=== DIRECTIONS FOR THIS TASK ===
In the passage on promotion and prevention focus below, which pleasurable emotional states are named as what promotion focused or prevention focused individuals strive for or reach at their highest?

=== PROVIDED TEXT ===
▼

In more layman terms, when pursuing promotion concerns, people are focused much more on gains. They view themselves as individual striving towards positive outcomes and avoiding the absence of such outcomes. In the application of such theory across genres, promotion focused individuals improve their relations with others through representative goals such as strengthening social connections and avoiding missed social opportunities. While within a prevention focused system, individuals would attempt to protect their relations with others by eliminating actions and events that might threaten their established social connections and the strong avoidance of social exclusion. The extent of how deeply promotion versus prevention systems is ingrained in individual personality can be related to the emotions associated with such personality types. Gains are experiences as the result of positive outcomes, thus promotion focused individuals strive to achieve the pleasurable state of elation and cheerfulness. Whereas prevention focused individual strive to achieve the state of “non-loss”, therefore their highest emotional status may be the pleasurable absence, such as relaxation and general quiescence.
The effects of a contrast in two mindsets induce differences in how individuals perceive pleasure and pain, but they also affect how individuals enjoy the intensity of pleasure versus pain. Promotion focused individuals strive for elation, and as a result they are involved in consistently high motivational arousal. Prevention focused systems tend to provoke less intensive positive feelings. Thus promotion focused individuals tend to be feel more intensely than the calmness of people who able to focus solely on prevention. However, the evident tradeoff is that low motivational arousal entails that failures also have a dramatically reduced affect on prevention focused individuals, because they tend to put themselves in positions of emotional and physical security. Those who are highly aroused emotionally, feels a much harder emotional impact from failure. Thus promotion focused individuals amplify both their pleasure and pain in a variety of spectrums.

▲

Stored records:

▼

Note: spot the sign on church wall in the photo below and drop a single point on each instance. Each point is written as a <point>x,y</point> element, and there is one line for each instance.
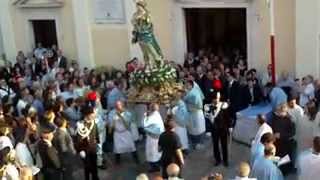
<point>109,11</point>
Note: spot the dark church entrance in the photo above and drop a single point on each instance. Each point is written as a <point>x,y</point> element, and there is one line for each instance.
<point>45,32</point>
<point>222,30</point>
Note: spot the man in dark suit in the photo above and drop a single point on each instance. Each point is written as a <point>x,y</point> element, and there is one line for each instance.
<point>201,78</point>
<point>221,127</point>
<point>87,140</point>
<point>61,60</point>
<point>64,145</point>
<point>252,93</point>
<point>234,96</point>
<point>51,165</point>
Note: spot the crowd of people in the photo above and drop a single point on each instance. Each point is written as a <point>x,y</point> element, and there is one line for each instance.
<point>55,114</point>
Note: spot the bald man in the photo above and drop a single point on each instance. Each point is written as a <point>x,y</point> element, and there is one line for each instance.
<point>264,167</point>
<point>119,123</point>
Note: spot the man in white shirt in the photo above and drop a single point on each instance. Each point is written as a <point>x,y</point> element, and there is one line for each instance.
<point>153,126</point>
<point>264,128</point>
<point>294,110</point>
<point>39,51</point>
<point>307,92</point>
<point>309,162</point>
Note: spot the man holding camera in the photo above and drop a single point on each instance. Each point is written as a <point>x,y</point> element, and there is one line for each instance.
<point>220,126</point>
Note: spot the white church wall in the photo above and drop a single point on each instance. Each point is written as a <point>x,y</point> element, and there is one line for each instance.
<point>307,37</point>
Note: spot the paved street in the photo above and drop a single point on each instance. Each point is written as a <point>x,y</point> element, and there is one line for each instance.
<point>198,164</point>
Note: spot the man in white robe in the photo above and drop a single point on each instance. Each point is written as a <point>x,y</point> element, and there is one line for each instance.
<point>294,110</point>
<point>194,101</point>
<point>181,115</point>
<point>264,168</point>
<point>309,162</point>
<point>307,91</point>
<point>120,120</point>
<point>153,126</point>
<point>263,129</point>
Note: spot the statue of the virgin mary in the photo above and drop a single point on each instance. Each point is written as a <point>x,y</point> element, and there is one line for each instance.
<point>144,35</point>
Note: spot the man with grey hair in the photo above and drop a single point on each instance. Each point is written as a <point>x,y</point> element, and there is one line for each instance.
<point>307,90</point>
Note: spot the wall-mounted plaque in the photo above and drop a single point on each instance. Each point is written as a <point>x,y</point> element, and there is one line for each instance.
<point>109,11</point>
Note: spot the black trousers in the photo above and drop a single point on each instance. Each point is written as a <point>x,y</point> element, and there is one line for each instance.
<point>90,166</point>
<point>220,137</point>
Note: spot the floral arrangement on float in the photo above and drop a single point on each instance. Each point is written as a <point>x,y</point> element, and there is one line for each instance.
<point>156,81</point>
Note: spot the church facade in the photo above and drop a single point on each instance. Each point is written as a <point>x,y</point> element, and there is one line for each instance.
<point>98,32</point>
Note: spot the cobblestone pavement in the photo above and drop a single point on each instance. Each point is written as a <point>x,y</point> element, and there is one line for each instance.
<point>198,164</point>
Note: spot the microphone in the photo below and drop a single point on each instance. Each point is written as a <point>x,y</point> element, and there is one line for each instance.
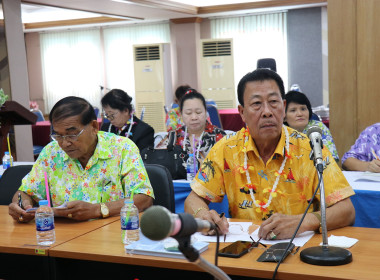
<point>157,223</point>
<point>315,135</point>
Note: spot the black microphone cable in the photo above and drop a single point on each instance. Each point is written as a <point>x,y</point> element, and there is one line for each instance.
<point>298,227</point>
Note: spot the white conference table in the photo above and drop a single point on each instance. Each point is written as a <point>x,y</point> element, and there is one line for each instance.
<point>366,199</point>
<point>16,163</point>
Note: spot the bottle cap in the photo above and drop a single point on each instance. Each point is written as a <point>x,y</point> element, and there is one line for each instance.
<point>43,202</point>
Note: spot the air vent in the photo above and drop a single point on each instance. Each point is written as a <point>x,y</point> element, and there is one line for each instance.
<point>216,48</point>
<point>147,53</point>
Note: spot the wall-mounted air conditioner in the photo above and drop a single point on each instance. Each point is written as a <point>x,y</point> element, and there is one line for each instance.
<point>217,72</point>
<point>153,83</point>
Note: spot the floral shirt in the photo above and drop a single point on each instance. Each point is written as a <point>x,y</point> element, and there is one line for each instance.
<point>368,140</point>
<point>113,171</point>
<point>222,173</point>
<point>326,137</point>
<point>210,136</point>
<point>173,119</point>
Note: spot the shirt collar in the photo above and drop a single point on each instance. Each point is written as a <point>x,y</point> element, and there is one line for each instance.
<point>280,149</point>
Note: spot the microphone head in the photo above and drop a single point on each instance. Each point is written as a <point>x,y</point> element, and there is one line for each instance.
<point>156,223</point>
<point>313,129</point>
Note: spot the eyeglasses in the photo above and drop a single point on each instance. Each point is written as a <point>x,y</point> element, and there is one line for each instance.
<point>111,116</point>
<point>70,138</point>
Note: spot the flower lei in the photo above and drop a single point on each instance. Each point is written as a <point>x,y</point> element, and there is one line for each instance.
<point>130,121</point>
<point>199,143</point>
<point>263,205</point>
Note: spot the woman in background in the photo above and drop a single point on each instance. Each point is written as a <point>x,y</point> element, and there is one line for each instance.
<point>197,135</point>
<point>298,116</point>
<point>117,109</point>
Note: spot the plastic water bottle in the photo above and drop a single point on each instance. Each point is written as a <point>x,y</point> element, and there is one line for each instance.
<point>7,159</point>
<point>190,168</point>
<point>129,219</point>
<point>45,224</point>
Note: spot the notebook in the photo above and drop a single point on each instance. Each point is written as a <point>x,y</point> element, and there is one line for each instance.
<point>148,247</point>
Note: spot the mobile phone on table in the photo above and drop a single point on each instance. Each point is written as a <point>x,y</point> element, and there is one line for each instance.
<point>236,249</point>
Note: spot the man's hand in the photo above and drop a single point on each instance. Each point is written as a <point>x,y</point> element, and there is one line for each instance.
<point>374,166</point>
<point>79,210</point>
<point>279,225</point>
<point>20,214</point>
<point>213,217</point>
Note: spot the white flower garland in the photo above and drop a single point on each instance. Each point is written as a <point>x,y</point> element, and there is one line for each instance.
<point>278,177</point>
<point>199,143</point>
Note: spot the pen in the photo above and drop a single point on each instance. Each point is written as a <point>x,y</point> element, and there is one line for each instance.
<point>374,154</point>
<point>221,216</point>
<point>20,201</point>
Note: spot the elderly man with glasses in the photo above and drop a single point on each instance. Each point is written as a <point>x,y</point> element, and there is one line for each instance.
<point>89,172</point>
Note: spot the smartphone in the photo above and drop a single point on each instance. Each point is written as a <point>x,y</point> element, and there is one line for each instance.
<point>236,249</point>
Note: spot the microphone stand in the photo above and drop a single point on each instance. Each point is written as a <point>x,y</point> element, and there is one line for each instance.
<point>192,255</point>
<point>324,255</point>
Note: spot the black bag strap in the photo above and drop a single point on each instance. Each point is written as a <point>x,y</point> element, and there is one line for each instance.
<point>171,141</point>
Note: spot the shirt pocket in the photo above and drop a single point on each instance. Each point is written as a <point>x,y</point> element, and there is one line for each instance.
<point>292,204</point>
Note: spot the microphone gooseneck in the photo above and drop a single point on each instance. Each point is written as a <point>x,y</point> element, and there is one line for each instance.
<point>315,135</point>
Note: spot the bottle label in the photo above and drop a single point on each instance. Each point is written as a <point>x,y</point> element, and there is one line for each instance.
<point>6,164</point>
<point>132,224</point>
<point>45,224</point>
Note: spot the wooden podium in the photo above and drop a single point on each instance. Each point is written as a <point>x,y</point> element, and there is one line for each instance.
<point>12,113</point>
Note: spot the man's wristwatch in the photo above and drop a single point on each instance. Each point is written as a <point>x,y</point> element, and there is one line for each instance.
<point>104,210</point>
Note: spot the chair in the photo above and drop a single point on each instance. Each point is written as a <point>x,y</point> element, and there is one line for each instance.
<point>268,63</point>
<point>214,116</point>
<point>38,113</point>
<point>162,185</point>
<point>10,181</point>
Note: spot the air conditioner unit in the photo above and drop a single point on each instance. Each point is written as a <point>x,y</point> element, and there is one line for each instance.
<point>153,83</point>
<point>217,72</point>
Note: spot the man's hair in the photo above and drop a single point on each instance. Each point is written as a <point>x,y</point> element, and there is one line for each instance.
<point>192,94</point>
<point>181,90</point>
<point>117,99</point>
<point>261,75</point>
<point>72,106</point>
<point>298,98</point>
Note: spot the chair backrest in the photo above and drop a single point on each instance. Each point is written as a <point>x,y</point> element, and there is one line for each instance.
<point>214,116</point>
<point>10,181</point>
<point>162,185</point>
<point>38,113</point>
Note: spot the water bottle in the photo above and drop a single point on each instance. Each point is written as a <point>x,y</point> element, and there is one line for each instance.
<point>129,219</point>
<point>190,168</point>
<point>7,159</point>
<point>45,224</point>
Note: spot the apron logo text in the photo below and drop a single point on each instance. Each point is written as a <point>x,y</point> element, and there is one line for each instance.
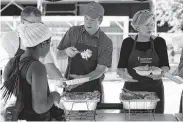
<point>144,60</point>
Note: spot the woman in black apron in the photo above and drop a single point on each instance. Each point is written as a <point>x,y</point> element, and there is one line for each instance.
<point>79,66</point>
<point>145,53</point>
<point>145,83</point>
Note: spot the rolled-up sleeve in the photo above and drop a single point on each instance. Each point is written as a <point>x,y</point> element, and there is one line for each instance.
<point>48,59</point>
<point>105,56</point>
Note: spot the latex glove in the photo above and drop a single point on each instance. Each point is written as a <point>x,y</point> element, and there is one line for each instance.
<point>71,51</point>
<point>56,97</point>
<point>76,76</point>
<point>69,88</point>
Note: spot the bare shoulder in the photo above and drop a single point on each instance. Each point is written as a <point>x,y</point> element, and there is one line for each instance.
<point>153,37</point>
<point>133,37</point>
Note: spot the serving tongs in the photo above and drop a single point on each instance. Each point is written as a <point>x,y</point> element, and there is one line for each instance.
<point>140,96</point>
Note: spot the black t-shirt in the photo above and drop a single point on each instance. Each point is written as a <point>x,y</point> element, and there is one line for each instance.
<point>159,46</point>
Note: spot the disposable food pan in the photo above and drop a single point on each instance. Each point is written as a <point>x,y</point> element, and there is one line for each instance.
<point>132,102</point>
<point>81,101</point>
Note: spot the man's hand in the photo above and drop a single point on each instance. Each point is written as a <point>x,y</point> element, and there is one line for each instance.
<point>71,51</point>
<point>128,78</point>
<point>76,76</point>
<point>156,77</point>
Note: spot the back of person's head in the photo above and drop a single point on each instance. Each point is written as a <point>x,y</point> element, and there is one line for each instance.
<point>94,10</point>
<point>31,14</point>
<point>141,17</point>
<point>34,34</point>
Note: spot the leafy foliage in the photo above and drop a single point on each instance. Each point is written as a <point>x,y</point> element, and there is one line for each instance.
<point>170,12</point>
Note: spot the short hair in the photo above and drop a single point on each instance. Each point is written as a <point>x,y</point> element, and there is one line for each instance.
<point>27,11</point>
<point>141,17</point>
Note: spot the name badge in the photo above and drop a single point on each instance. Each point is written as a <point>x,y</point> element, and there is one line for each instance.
<point>144,60</point>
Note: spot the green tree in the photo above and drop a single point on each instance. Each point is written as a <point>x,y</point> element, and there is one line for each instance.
<point>170,12</point>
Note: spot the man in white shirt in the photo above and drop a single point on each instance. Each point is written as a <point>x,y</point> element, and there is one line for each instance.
<point>11,42</point>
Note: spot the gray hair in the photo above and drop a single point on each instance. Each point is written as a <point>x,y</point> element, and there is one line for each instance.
<point>27,11</point>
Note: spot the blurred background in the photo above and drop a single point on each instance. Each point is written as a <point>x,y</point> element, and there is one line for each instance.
<point>60,15</point>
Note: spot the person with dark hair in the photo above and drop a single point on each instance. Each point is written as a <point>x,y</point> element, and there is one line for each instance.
<point>34,100</point>
<point>144,49</point>
<point>89,50</point>
<point>13,45</point>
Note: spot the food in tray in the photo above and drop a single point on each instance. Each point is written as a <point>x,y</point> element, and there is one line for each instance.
<point>82,95</point>
<point>142,68</point>
<point>77,81</point>
<point>147,70</point>
<point>176,79</point>
<point>86,54</point>
<point>156,70</point>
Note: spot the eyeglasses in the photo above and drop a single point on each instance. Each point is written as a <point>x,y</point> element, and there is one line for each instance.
<point>30,21</point>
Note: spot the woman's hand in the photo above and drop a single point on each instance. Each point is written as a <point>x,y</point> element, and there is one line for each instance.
<point>125,75</point>
<point>69,88</point>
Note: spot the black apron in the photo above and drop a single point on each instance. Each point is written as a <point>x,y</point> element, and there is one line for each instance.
<point>19,51</point>
<point>180,108</point>
<point>141,58</point>
<point>79,66</point>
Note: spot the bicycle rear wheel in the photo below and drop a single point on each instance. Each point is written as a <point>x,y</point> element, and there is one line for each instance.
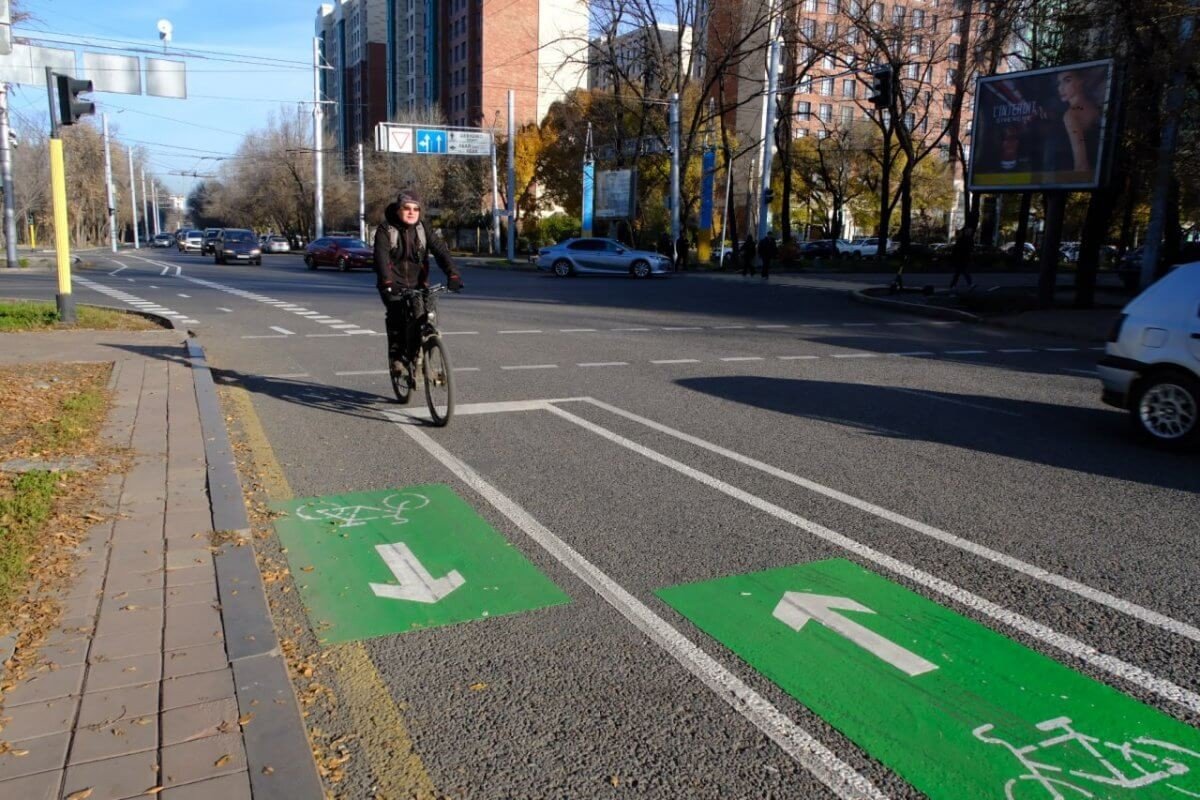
<point>438,382</point>
<point>400,384</point>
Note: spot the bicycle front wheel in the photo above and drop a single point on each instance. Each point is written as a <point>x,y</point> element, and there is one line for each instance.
<point>438,382</point>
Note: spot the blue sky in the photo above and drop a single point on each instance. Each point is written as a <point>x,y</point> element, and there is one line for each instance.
<point>226,100</point>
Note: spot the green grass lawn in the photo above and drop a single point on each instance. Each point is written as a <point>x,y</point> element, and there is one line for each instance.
<point>36,316</point>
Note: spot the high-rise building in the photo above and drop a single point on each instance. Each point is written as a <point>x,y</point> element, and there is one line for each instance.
<point>353,42</point>
<point>463,55</point>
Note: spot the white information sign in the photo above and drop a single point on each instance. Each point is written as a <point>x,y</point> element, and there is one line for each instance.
<point>469,143</point>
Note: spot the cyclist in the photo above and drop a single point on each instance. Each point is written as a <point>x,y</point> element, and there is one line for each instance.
<point>402,247</point>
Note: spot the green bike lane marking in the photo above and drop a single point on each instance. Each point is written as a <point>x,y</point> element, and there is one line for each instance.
<point>954,708</point>
<point>383,563</point>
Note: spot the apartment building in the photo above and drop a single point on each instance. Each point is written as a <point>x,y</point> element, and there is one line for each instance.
<point>353,42</point>
<point>463,55</point>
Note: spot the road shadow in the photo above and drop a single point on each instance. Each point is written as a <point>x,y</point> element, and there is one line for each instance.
<point>1095,441</point>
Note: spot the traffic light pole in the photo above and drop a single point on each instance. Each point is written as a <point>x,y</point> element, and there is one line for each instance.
<point>64,299</point>
<point>10,222</point>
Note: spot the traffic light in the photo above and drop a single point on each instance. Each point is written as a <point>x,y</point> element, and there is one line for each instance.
<point>882,88</point>
<point>71,106</point>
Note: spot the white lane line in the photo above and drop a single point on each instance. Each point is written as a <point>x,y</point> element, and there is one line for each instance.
<point>1044,633</point>
<point>796,741</point>
<point>917,392</point>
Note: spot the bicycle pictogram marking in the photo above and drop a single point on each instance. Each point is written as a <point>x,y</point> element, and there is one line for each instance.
<point>394,509</point>
<point>1144,763</point>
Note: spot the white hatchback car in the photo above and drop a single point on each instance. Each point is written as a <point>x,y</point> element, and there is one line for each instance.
<point>1152,360</point>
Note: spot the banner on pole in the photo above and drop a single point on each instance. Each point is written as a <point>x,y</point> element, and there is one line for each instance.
<point>705,235</point>
<point>589,170</point>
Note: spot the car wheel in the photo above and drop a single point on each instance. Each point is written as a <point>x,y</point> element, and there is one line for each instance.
<point>1167,409</point>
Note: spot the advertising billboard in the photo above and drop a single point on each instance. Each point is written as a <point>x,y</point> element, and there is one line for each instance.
<point>1042,130</point>
<point>615,194</point>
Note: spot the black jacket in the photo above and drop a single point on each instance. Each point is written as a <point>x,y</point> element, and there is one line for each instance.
<point>407,265</point>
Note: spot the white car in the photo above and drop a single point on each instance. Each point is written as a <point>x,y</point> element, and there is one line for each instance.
<point>1151,365</point>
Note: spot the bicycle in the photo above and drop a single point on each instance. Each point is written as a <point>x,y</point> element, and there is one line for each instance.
<point>431,360</point>
<point>1146,762</point>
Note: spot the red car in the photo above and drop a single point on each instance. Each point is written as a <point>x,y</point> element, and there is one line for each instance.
<point>343,252</point>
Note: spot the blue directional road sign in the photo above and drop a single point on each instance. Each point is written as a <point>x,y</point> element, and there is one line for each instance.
<point>431,140</point>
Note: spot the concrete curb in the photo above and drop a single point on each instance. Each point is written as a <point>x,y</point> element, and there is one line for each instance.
<point>159,319</point>
<point>915,307</point>
<point>277,738</point>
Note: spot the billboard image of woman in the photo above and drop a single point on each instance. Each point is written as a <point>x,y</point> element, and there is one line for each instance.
<point>1041,130</point>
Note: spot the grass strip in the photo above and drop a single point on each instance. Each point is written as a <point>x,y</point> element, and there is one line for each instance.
<point>81,415</point>
<point>35,316</point>
<point>24,509</point>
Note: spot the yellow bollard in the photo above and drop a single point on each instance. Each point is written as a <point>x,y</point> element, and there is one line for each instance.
<point>61,234</point>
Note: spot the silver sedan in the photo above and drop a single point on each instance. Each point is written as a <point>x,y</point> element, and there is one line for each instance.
<point>580,256</point>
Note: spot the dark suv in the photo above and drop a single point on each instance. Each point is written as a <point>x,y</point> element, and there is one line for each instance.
<point>210,236</point>
<point>237,245</point>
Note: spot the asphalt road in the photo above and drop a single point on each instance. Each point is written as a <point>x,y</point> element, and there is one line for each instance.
<point>727,427</point>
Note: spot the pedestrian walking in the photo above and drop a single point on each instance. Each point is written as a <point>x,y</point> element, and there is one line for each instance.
<point>767,252</point>
<point>961,256</point>
<point>748,253</point>
<point>681,260</point>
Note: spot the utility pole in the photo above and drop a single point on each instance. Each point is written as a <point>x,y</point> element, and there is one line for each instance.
<point>64,300</point>
<point>513,180</point>
<point>675,168</point>
<point>133,199</point>
<point>768,138</point>
<point>108,186</point>
<point>10,221</point>
<point>1175,97</point>
<point>318,204</point>
<point>363,198</point>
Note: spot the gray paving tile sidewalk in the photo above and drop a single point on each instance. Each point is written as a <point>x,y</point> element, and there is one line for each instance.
<point>135,689</point>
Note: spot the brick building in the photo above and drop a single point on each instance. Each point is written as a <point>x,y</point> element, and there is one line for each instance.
<point>353,42</point>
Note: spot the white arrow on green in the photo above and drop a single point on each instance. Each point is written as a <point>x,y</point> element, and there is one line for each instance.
<point>797,608</point>
<point>414,581</point>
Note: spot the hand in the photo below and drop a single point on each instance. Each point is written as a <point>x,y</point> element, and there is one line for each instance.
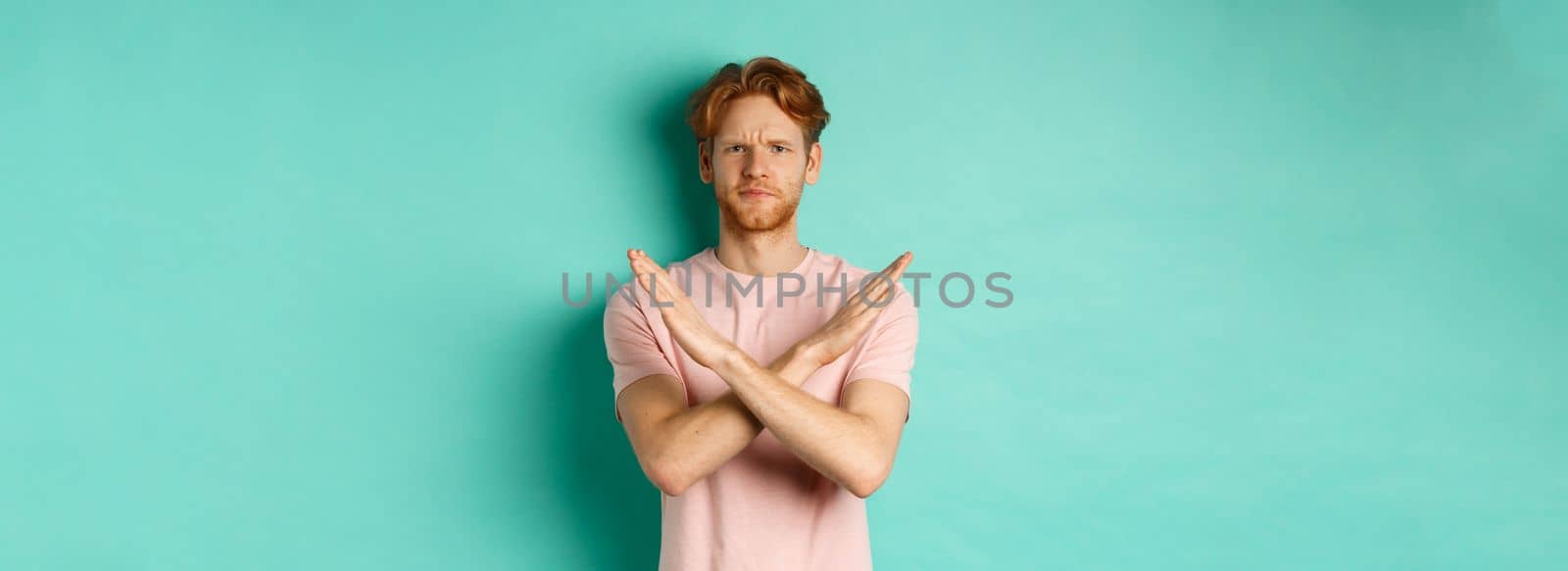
<point>855,317</point>
<point>686,325</point>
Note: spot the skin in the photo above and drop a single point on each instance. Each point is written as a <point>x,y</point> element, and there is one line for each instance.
<point>854,445</point>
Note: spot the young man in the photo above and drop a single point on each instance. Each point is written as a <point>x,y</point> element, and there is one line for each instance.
<point>764,385</point>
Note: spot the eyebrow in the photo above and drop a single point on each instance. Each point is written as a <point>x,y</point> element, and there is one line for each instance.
<point>728,141</point>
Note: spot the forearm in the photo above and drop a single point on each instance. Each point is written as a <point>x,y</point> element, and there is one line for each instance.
<point>836,443</point>
<point>703,438</point>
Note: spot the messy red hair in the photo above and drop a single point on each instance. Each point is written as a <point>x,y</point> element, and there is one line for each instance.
<point>758,77</point>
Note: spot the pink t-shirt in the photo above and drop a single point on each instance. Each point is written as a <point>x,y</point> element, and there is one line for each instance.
<point>764,508</point>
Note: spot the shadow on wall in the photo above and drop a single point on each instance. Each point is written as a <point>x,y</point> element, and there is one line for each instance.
<point>615,507</point>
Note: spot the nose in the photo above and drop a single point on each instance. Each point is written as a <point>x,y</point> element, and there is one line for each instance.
<point>755,167</point>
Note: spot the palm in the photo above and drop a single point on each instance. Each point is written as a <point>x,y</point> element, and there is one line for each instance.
<point>857,315</point>
<point>686,323</point>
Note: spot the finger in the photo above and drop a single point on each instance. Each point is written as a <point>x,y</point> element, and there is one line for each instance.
<point>639,263</point>
<point>882,289</point>
<point>661,279</point>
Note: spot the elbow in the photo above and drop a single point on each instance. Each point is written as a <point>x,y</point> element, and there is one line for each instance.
<point>666,479</point>
<point>866,484</point>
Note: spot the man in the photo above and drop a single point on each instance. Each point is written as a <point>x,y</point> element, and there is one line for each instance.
<point>764,385</point>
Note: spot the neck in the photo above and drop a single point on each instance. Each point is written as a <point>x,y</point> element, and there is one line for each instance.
<point>760,253</point>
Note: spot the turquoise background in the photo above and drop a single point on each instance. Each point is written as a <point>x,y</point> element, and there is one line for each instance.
<point>282,281</point>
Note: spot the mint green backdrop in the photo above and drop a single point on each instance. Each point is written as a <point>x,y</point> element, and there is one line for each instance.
<point>282,281</point>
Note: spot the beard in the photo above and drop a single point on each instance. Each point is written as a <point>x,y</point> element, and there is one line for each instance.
<point>752,216</point>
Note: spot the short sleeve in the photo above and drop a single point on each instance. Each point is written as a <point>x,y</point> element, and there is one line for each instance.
<point>631,344</point>
<point>888,354</point>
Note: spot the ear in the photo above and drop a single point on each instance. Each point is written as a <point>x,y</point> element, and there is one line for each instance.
<point>812,164</point>
<point>705,162</point>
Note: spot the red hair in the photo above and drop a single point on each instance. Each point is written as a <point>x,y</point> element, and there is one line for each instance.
<point>762,75</point>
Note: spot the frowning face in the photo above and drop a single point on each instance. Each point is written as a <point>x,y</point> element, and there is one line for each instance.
<point>758,165</point>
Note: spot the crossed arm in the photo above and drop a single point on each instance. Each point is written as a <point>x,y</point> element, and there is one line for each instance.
<point>679,446</point>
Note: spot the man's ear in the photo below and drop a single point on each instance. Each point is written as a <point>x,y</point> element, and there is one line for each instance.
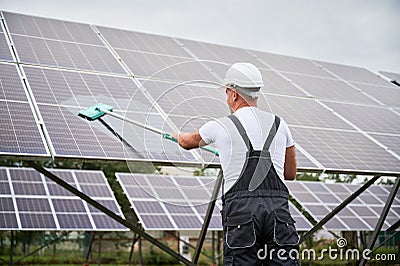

▲

=== EXERCISE RESPONSE ===
- Elation (promotion focused)
- Cheerfulness (promotion focused)
- Relaxation (prevention focused)
- General quiescence (prevention focused)